• [HOW TO COMPLETE THIS TASK]: Restate each of the lines below word for word and drop every picture.

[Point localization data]
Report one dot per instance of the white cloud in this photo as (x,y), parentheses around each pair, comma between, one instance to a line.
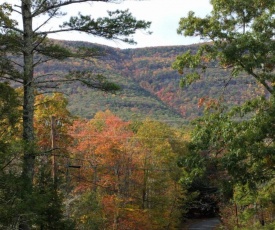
(164,15)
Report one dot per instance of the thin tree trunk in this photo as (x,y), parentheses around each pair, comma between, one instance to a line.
(28,105)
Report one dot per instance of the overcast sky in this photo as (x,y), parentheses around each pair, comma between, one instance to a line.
(164,15)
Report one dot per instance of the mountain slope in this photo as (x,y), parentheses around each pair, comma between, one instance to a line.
(150,87)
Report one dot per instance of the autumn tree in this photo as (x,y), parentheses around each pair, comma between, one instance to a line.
(29,43)
(237,143)
(159,147)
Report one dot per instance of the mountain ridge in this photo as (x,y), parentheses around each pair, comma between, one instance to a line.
(150,87)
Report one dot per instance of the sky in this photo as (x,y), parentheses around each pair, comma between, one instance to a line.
(164,15)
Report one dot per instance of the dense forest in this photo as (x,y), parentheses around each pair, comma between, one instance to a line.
(150,87)
(94,137)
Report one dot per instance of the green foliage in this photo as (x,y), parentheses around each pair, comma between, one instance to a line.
(87,211)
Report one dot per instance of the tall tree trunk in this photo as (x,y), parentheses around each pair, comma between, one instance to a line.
(28,104)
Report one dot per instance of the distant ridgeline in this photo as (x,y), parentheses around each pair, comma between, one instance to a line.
(150,87)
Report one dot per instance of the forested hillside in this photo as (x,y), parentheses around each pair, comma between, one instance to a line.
(149,85)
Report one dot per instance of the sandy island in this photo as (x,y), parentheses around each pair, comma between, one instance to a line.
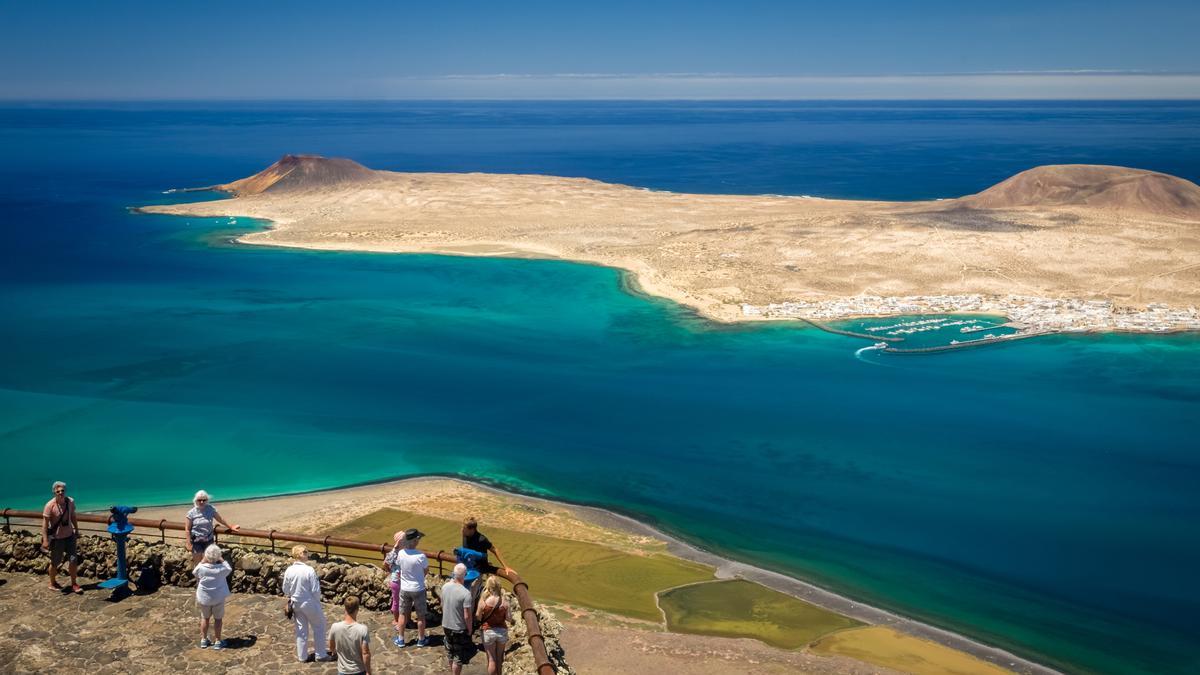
(606,641)
(1061,248)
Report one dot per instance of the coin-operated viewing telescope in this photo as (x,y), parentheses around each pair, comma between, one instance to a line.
(119,527)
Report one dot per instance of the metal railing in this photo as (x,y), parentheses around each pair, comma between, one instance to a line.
(520,589)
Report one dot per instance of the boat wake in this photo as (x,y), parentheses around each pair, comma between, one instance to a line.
(858,354)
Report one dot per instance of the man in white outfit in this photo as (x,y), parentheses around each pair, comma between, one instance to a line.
(303,590)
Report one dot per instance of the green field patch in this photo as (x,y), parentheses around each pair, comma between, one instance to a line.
(743,609)
(556,569)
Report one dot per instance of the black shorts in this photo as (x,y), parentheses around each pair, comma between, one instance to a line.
(460,647)
(64,548)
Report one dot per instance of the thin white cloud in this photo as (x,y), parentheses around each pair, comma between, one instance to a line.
(997,85)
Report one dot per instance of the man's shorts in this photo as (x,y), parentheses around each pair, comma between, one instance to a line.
(411,599)
(460,647)
(63,548)
(213,610)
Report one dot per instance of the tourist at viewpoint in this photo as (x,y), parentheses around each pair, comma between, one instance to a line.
(391,565)
(303,590)
(211,590)
(199,526)
(351,641)
(475,541)
(60,530)
(409,566)
(457,620)
(495,617)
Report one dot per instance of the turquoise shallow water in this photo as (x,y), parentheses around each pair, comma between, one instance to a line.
(1041,495)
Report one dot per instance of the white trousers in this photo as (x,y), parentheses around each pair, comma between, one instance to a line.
(310,628)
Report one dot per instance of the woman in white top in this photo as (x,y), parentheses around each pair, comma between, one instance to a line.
(211,591)
(303,590)
(199,525)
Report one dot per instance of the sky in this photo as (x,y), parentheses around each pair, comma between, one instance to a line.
(592,49)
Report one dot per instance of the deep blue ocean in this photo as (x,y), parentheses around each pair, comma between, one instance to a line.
(1041,495)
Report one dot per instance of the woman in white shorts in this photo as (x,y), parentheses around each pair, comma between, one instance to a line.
(495,615)
(211,590)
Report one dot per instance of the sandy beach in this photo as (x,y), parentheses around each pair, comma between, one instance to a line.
(450,499)
(717,254)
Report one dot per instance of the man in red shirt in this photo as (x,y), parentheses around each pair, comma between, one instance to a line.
(59,531)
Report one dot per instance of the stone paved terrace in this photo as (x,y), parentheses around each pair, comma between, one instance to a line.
(43,631)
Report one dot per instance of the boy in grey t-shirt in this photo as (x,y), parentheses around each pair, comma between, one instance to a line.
(351,641)
(456,620)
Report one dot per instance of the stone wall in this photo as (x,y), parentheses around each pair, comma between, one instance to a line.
(261,571)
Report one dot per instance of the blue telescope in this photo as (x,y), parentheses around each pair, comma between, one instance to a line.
(119,527)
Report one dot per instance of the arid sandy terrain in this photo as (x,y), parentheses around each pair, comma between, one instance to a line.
(1083,232)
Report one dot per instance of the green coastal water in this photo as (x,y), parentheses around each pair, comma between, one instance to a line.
(1038,495)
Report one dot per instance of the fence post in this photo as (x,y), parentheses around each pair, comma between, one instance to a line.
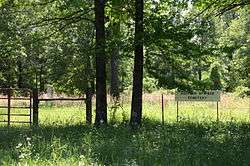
(217,110)
(35,107)
(9,104)
(177,112)
(162,108)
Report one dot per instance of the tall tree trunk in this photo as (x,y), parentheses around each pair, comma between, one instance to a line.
(114,87)
(101,94)
(114,64)
(136,107)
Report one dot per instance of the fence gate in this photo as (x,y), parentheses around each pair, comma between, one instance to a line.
(8,106)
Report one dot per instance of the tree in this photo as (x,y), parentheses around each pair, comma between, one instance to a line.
(136,105)
(101,94)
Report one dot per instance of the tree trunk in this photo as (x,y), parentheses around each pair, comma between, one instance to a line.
(114,87)
(101,95)
(114,64)
(136,107)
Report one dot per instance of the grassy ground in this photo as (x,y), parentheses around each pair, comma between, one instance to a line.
(64,139)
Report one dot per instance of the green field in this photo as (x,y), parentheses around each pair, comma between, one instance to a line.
(64,139)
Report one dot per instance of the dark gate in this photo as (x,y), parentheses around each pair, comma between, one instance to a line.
(7,97)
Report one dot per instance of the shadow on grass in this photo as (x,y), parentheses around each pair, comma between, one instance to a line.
(152,144)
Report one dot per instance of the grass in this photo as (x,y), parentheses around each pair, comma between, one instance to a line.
(64,139)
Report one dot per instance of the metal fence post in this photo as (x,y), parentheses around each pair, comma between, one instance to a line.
(162,108)
(9,104)
(35,107)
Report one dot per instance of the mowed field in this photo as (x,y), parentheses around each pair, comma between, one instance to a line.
(63,138)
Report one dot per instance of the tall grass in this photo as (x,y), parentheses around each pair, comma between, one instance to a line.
(63,138)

• [RESULT FOR THIS EXERCISE]:
Report one dot per instance of the white cloud in this photo as (x,y), parentheses around each pair, comma between, one instance to a line.
(164,15)
Report one dot per instance of the thin tree trunk in this photo as (x,y), parentheses around each pair, comma between, one instance to a line.
(28,105)
Report one dot per instance of the overcast sky in this photo as (x,y), parentheses around each pair, comma between, one instance to a line.
(164,15)
Report one dot per instance of the mountain slope in this photo as (x,y), parentheses around each pair, comma between, one instance to a line.
(150,87)
Report one dot per instance of the autumn tree in this photo as (x,y), parentheses around each pair, comma between, one instance to a line.
(29,43)
(237,143)
(159,147)
Report one dot per instance of the mountain ridge in this photo as (x,y), parentheses around each pair, comma between, one instance to a line.
(150,87)
Report one dot per instance of the sky in this photo as (x,y), parentheses around each pair, comma between, one instance to a line.
(164,15)
Report one dot per instance of the dense forest in this photo as (x,y), parentheses around each pair, comma between, one instance to a line.
(150,87)
(94,137)
Report one dot per instance of the green foliage in this photo as (x,y), parentheses around each pair, comma between, one instance to a line.
(87,211)
Report one dot per instance of the tall tree trunk in this photo as (x,y), parentheses around each pair, comma between, one instance to a line.
(28,104)
Report one dot per instance of the distant ridgeline in this photo as (x,y), parentheses around each pair, comma between, one instance to a line.
(150,87)
Report one dot per instance of the forested hillside in this photo as (x,y), parentheses around each pair, comma between, one instance to a line.
(149,85)
Report one dot per instance of the sandy island in this photo as (x,y), parentheses around each pair, comma between, one instance to a line.
(606,641)
(1061,248)
Report one dot per instance of the coin-operated viewing telescope in this photo as (x,y), parentheses around each pair, comma between, one instance to a line.
(119,527)
Report one dot per instance of the metal railing in this photo as (x,y), parentheses around each pair, comma between, one instance to a line.
(520,589)
Report one dot per instance of the boat wake in this photo as (x,y), parentheses around each pair, comma between, one instance to a line.
(858,354)
Report one dot per instance of the man in white outfit in this photo as (x,y), parentheses around each pair, comma between, one instance to a line.
(303,590)
Report one dot per instance of the green field patch in this photo as (x,y), parentheses around each pair, comma between, one instance to a line.
(743,609)
(556,569)
Report one dot per instance of the black shorts in this photo as (x,y), parentheses around each pair, comma between, one instance to a line.
(460,647)
(64,548)
Report one dot per instance of the thin white cloud in this photo as (x,y), parentheses around each pair, comma between, one instance to a line.
(997,85)
Report one dot per instance of the man's shorts in this photo as (x,y), parentheses around each pair, comma between, one instance to a line.
(411,599)
(460,647)
(63,548)
(213,610)
Report one dot per instance of the tourist at viewpoint in this photo as (x,y), parentheses around each pair, comma between, one instance to a line.
(391,565)
(303,590)
(211,590)
(199,526)
(351,641)
(475,541)
(60,530)
(409,566)
(457,620)
(495,617)
Report one dot per instance of the turquoise shallow water in this photo as (x,y), parentheses around each pair, comma between, one instance to a line.
(1041,495)
Report one dot per instance of the white trousers in this photo as (x,y), parentheses around each pair, comma between, one instance to a line.
(310,628)
Report one dot per instance of the woman in white top in this photo as (x,y), parentheses around each pair, comma between, one instance to a line.
(211,591)
(303,590)
(199,525)
Report one dot per instance of the sky in this photo as (x,y), parentheses around each pair, comma between, one instance to a line.
(592,49)
Report one dot per instance of the deep blue ocean in this photo as (x,y), parentheses around each pair, comma between, one instance to a line.
(1041,495)
Report one dot per instance of the woman in white shorts in this photo as (x,y), parentheses around each pair, comma between, one instance to a line.
(495,615)
(211,590)
Report one dot per instance of the sandy beach in this photo as (x,y), parentheses around each pair, comma between, one instance to a line.
(450,499)
(717,254)
Report one dot per instance of the man in red shirt in this photo as (x,y), parentheses around each pair, comma between, one instance to a line.
(59,531)
Report one dot per instance of the stone paved terrace in this photo as (x,y), parentheses around each pair, comma between, one instance to a line.
(43,631)
Report one dot per instance of the boy in grey t-shirt in this photo as (x,y), parentheses around each pair, comma between, one instance to a line.
(351,641)
(456,620)
Report one dot per instance of the stone wall in this photo as (x,y), parentheses around each pair, comma between, one instance to a line.
(261,571)
Report one dot per instance of the blue telescope in this photo as (x,y), parentheses around each pair, comma between, one instance to a line.
(119,527)
Report one dot per instance of the arid sandy terrain in this photo as (x,y), parentheses around each pair, comma between, one instance to a line.
(1083,232)
Report one dot per instance of the green coastal water in this photo as (x,y), parentheses around each pair, comma between, one instance to a line.
(1038,495)
Report one dot per instance of the fence post in this photo as (x,y), parentheses around each pair, comma between, one instance to a line.
(217,110)
(35,107)
(9,104)
(177,112)
(162,108)
Report one dot per instance of the tall tree trunk in this photo as (x,y), parentheses around each pair, comma between, one instance to a line.
(114,87)
(101,94)
(114,64)
(136,107)
Report one dot per instance of the fence gate in this photo as (x,y), parentheses around each pair, comma between, one instance to a line.
(8,106)
Report one dot per instance of the tree in this photo as (x,y), parentheses around each pair, comma between, one instance to a line.
(136,105)
(101,94)
Report one dot per instance of the tree trunk in this photo as (x,y), parentheses around each pair, comma between, one instance to a line.
(114,87)
(101,95)
(114,64)
(136,107)
Report one dot per instance of the grassy ground in this photo as (x,y), parentheses around each pair, comma between, one instance to a line.
(64,139)
Report one dot per instance of the green field in this photo as (x,y), parentheses around each pair, comma between, one instance to a line.
(64,139)
Report one dot per instance of the dark gate in this photo as (x,y), parentheses around each pair, comma between, one instance to a line.
(7,97)
Report one dot per instance of the shadow on grass in this photo as (x,y), parentheses around each pair, comma between, one instance to a line.
(152,144)
Report one dot per instance of the grass in this photo as (x,y), parentheses around each pair, comma between, one instance to a line.
(64,139)
Report one dot per instance of the metal fence post in this photo as (x,y), parentheses around each pair, comma between, one instance to a line.
(162,108)
(9,104)
(35,107)
Report one dot per instance of the mowed field in this photo as (x,y), parentheses around each pair, comma between, one instance to a line.
(63,138)
Report one dot per instance of the tall grass in this photo as (x,y), parentheses around each pair, comma between, one instance to a line.
(63,138)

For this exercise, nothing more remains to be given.